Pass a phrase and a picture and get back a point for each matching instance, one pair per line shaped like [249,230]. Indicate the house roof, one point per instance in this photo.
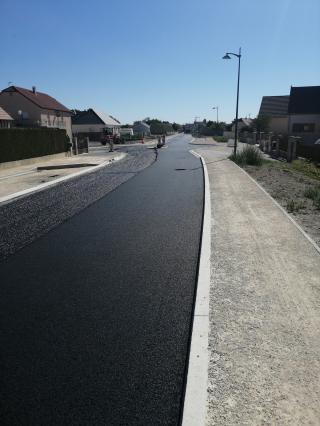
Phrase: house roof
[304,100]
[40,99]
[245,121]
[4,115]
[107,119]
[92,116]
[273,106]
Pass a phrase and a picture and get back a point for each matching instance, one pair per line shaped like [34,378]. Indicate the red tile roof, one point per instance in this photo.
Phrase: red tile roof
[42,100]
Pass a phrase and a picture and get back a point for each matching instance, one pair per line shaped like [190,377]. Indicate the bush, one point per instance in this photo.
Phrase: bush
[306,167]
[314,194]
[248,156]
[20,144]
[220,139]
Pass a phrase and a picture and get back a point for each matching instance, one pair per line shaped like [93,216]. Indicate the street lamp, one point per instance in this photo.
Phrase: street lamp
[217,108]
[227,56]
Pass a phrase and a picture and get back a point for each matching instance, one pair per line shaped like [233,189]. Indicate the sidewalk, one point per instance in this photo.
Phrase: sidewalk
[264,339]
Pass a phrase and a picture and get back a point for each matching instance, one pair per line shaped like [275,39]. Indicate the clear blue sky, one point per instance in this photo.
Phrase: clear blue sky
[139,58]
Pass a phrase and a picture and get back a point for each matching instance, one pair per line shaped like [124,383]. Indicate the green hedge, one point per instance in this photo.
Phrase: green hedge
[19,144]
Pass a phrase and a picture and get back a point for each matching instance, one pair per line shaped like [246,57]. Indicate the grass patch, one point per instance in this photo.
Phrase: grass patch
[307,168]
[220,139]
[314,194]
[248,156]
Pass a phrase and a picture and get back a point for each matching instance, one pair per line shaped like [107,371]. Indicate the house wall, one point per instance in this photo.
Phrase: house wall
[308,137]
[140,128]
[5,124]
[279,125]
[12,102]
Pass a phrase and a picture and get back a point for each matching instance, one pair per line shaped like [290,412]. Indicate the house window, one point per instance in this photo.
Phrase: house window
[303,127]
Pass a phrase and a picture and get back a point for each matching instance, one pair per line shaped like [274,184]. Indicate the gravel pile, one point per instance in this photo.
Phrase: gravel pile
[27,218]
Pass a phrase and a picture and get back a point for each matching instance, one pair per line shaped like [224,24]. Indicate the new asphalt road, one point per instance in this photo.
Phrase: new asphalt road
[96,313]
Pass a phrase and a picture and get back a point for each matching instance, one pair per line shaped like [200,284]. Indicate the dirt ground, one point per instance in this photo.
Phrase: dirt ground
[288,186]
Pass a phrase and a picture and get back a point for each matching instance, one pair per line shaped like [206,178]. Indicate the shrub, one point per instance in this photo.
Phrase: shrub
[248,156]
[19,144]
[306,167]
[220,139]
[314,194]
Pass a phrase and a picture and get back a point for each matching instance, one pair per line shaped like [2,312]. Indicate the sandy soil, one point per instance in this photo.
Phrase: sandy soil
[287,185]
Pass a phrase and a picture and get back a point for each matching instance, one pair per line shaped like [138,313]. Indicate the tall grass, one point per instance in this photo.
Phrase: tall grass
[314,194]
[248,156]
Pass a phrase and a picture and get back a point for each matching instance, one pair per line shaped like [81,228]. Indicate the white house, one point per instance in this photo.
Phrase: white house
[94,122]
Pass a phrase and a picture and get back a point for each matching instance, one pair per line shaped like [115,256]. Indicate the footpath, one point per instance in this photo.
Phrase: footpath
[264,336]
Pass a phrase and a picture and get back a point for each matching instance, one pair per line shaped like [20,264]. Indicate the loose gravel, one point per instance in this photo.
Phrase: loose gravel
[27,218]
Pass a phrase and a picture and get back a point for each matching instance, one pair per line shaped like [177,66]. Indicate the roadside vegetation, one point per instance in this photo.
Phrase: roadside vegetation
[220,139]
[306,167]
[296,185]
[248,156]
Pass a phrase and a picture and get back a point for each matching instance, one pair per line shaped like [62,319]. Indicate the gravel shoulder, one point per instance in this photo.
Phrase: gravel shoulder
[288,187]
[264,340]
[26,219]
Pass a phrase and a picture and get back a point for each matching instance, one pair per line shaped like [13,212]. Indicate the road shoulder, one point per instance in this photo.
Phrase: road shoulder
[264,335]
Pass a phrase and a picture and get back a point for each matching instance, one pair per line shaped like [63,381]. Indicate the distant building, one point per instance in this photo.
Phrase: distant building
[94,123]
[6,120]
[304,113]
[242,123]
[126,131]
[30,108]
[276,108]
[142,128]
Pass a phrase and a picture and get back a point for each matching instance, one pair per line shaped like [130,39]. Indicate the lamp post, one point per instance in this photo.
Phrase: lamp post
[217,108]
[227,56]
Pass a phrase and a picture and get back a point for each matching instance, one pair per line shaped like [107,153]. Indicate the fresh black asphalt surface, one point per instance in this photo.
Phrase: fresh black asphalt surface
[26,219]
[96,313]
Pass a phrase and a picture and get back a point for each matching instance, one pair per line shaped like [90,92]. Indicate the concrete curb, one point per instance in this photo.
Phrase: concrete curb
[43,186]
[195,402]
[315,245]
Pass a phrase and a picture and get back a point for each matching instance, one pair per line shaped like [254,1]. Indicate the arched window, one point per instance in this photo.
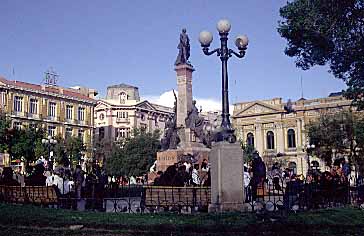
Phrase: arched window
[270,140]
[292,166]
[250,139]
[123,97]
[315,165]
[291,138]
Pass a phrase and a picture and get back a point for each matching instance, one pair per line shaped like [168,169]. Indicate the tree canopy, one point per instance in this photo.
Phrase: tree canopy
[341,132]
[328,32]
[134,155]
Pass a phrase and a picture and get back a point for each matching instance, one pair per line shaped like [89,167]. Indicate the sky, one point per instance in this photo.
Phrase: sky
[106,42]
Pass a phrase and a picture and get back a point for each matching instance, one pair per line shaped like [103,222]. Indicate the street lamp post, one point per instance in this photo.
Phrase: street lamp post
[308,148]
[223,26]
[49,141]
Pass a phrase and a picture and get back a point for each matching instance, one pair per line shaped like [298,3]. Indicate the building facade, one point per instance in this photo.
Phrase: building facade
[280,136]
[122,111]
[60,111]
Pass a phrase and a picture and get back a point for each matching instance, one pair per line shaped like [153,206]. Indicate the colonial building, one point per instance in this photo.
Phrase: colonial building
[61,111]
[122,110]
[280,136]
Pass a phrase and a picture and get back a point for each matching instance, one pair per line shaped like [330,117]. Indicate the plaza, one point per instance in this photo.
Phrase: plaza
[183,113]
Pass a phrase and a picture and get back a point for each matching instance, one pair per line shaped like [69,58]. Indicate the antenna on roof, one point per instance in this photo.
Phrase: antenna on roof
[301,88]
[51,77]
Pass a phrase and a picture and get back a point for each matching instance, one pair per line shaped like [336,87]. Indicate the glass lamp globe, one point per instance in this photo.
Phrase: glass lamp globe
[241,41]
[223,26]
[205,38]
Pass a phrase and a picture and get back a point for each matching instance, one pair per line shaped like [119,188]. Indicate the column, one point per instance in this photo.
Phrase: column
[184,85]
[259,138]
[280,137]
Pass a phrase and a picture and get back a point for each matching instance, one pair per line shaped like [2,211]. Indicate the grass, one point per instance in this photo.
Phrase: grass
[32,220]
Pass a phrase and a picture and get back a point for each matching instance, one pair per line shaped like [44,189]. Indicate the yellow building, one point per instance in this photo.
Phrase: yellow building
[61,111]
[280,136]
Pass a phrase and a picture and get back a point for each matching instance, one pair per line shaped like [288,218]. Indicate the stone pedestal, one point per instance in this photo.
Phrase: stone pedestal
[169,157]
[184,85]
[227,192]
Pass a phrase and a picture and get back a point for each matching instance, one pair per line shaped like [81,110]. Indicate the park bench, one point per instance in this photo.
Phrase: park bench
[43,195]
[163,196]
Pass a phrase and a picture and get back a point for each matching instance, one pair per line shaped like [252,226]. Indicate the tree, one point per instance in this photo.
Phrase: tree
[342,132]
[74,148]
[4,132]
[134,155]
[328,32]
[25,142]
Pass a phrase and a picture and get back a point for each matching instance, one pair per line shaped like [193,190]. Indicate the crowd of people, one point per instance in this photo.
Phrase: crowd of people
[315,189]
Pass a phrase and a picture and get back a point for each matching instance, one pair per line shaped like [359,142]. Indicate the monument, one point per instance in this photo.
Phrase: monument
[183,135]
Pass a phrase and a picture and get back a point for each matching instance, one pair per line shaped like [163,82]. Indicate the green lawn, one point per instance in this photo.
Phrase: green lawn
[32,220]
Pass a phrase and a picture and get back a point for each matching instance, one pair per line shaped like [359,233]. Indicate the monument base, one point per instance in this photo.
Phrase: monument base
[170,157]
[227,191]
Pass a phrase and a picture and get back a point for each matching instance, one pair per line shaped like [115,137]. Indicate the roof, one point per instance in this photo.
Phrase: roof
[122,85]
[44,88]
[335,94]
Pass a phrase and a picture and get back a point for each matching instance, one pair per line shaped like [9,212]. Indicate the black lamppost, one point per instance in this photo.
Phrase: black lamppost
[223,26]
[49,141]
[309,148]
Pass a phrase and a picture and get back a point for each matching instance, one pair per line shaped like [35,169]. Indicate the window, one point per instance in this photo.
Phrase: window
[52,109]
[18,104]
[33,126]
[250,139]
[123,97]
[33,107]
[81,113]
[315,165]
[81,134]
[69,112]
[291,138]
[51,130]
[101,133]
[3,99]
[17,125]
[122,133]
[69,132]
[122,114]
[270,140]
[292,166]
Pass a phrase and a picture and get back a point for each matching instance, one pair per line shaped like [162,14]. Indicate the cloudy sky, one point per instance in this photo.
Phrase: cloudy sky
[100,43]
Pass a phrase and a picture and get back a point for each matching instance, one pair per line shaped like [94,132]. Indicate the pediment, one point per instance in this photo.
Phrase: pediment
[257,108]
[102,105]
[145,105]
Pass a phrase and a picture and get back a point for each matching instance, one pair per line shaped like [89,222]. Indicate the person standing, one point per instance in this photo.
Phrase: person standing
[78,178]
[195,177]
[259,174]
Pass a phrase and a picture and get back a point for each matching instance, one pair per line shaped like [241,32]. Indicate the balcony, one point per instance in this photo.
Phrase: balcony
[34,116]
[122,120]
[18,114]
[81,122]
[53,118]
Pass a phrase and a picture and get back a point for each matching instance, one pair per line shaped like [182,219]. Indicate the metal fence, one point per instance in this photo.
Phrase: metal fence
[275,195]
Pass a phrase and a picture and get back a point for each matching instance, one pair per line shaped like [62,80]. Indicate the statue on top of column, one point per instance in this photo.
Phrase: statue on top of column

————

→ STATED TASK:
Each line from the one with "standing, one point per instance in this photo." through the last line of the records must be written out word for word. Include nothing else.

→ CORRECT OUTPUT:
Pass a phrase and a picture and get back a point for each matching instance, one pair per line shaped like [89,222]. Indicate the person standing, one point per instance in this photo.
Phrase: person standing
[78,178]
[195,177]
[259,174]
Pass a phrase and a picture and get back a point for each matching instance, one pair per line shaped like [241,32]. Indicate the balcony, one point per instance in this photo.
Phrase: balcony
[34,116]
[122,120]
[18,114]
[81,122]
[53,118]
Pass a phrase and a picture and get back a point for each matching instance, one pair per line shaped like [182,219]. Indicate the metal fence, one point per instance in this photo.
Phrase: metal fence
[275,195]
Pass a phrase and a picture and get back a point for each matching instance, one pair per line shaped like [62,80]. Indicate the statue on top of column, one point per instance in this photo.
Phrase: statue on top of column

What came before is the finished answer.